# Software Simulation / Test SPS Programm



## C7633 (26 Mai 2021)

Hallo Community.

Ich kenne hier Simit von Siemens, und WinMOD von Mevis & Partner.

Gibt es noch weitere Software, die Ihr auch wirklich im Einsatz habt?

Vielen Dank


----------



## DeltaMikeAir (26 Mai 2021)

Was soll denn simuliert werden? MHJ kenne ich noch, und folgendes:
https://www.machineering.com/iphysics-simulation/editionen-features/


----------



## DeltaMikeAir (26 Mai 2021)

Dann gibt es noch FACTORY I/O:
https://factoryio.com/siemens-edition/?gclid=EAIaIQobChMI-d2Xzvfm8AIV_gWiAx0tSQszEAAYASAAEgJ0GfD_BwE

Plant:
https://plant-simulation.de/einsatzbereiche/virtuelle-inbetriebnahme/

Try Sim:
https://www.trysim.de/


----------



## C7633 (26 Mai 2021)

Simuliert werden soll die Maschine
Ich will das SPS Programm testen, ohne die Maschine zur Verfügung zu haben.

Wie gesagt, Simit und WinMOD kenne ich.
Google Suche habe ich auch gemacht.

Ein Feedback, vom jemanden der die Tools auch einsetzt, wäre super.


----------



## RogerSchw85 (27 Mai 2021)

Emulate3D setzen wir ein


----------



## blackpeat (27 Mai 2021)

Die Frage ist halt wie viel Arbeit du in das ganze stecken möchtest? Es ist in den seltensten fällen so das du einfach das 3d Modell importierst und dann mit deiner PLCSim verbindest und kannst testen.

Was ist das denn ungefähr für eine Maschine weil sicher jede Software da ihr Spezialgebiet hat. 

Wir führen gerade bei uns MCD von Siemens bei uns ein. Ich selber arbeite aber noch nicht damit.


----------

-------------------------

• Anforderungen: Welche Software führt das Unternehmen von blackpeat laut der Forumsdiskussion gerade ein? Stütze dich ausschließlich auf die Forumsdiskussion.

• Erfasste Daten:

-------------------------

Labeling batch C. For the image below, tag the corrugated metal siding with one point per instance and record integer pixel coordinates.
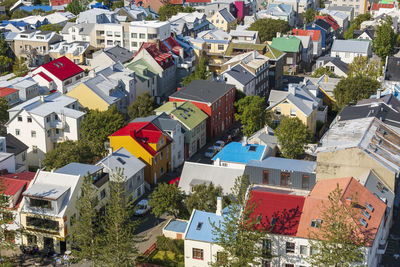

-------------------------

• Antwort zur Aufgabe: MCD von Siemens.